■ Kutipan untuk Dibaca:
----------------------------------------
Tidak dapat disangkal lagi bahwa
profesionalisme guru merupakan sebuah kebutuhan yang tidak dapat ditunda-tunda
lagi, seiring dengan semakin meningkatnya persaingan yang semakin ketat dalam
era globalisasi, terutama dalam bidang pendidikan. Salah satu upaya yang
dilakukan pemerintah untuk meningkatkan profesionalisme guru adalah melalui
sertifikasi yang merupakan sebuah proses ilmiah yang memerlukan
pertanggungjawaban moral dan akademis. Hal ini tersirat dalam UU Sistem
Pendidikan Nasional mewajibkan setiap tenaga pendidik harus memiliki kualifikasi
minimum dan sertifikasi sesuai dengan jenjang kewenangan mengajar yang
dimilikinya (Pasal 42). Sertifikasi dibutuhkan untuk mempertegas standar
kompetensi yang harus dimiliki para guru dan dosen sesuai dengan bidang
keilmuannya masing-masing.
B. Peran, Tugas dan Tanggung Jawab
Guru dalam Pendidikan
Kehadiran guru dalam proses belajar
mengajar masih tetap memegang peranan penting. Peranan guru dalam proses
tersebut belum dapat digantikan oleh alat-alat elektronik apapun, masih banyak
unsur-unsur manusiawi seperti sikap, sistem nilai, perasaan, motivasi, dan
hal-hal yang berkaitan dengan proses pembelajaran, tidak dapat dicapai melalui
alat-alat tersebut. Sedikitnya terdapat 19 peran guru dalam pendidikan, yaitu;
1) pendidik, 2) pengajar, 3) pembimbing, 4) pelatih, 5) penasehat, 6)
pembaharu, 7) model dan teladan, pribadi, 9) peneliti, 10) mendorong
kreativitas, 11) pembangkit pandangan, 12) pekerja rutin, 13) pemindah kemah,
14) pembawa cerita, 15) aktor, 16) emansipator, 17) evaluator, 18) penga-wet,
dan 19) kulminator. (Pullias dan Young, Manan, Yelon dan Weinstein dalam
Mulyadi (2005)). Peran-peran guru tersebut terangkum dalam tugas dan tanggung
jawabnya sebagai alat pendidikan, sebagamana menurut Amstrong bahwa terdapat
lima kategori tugas dan tanggung jawab profesi guru sebagai alat pendidikan,
yaitu; 1) tanggung jawab dalam pengajaran, 2) tanggung jawab dalam memberi
bimbingan, 3) tanggung jawab dalam mengembangkan kurikulum, 4) tanggung jawab
dalam mengembangkan profesi, dan 5) tanggung jawab dalam membina hubungan dalam
masyarakat.
----------------------------------------
■ Soal Tugas:
Berdasarkan kutipan tentang profesionalisme guru, jelaskan dalam satu sampai tiga kalimat mengapa peran guru dalam proses belajar mengajar belum dapat digantikan oleh alat elektronik.
----------------------------------------
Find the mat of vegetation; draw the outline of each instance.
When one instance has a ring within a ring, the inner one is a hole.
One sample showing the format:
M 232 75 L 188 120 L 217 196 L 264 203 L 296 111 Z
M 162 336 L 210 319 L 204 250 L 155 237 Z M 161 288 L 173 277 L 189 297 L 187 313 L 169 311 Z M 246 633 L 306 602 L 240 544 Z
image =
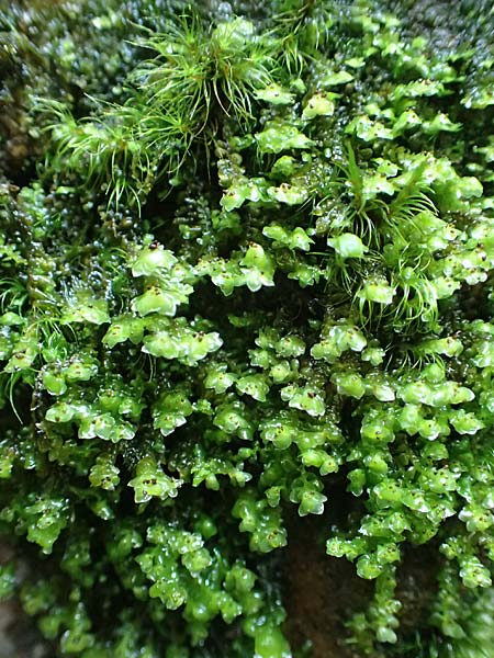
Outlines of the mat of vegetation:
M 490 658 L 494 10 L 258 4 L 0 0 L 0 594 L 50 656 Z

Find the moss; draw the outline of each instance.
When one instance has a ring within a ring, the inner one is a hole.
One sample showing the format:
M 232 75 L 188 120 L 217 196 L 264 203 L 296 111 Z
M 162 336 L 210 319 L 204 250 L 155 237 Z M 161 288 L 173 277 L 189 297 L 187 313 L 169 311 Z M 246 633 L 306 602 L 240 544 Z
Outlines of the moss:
----------------------------------------
■ Hasil Tugas Ini:
Peran guru belum dapat digantikan oleh alat elektronik apa pun karena masih banyak unsur manusiawi yang tidak dapat dicapai melalui alat-alat tersebut. Unsur itu meliputi sikap, sistem nilai, perasaan, motivasi, dan hal-hal yang berkaitan dengan proses pembelajaran.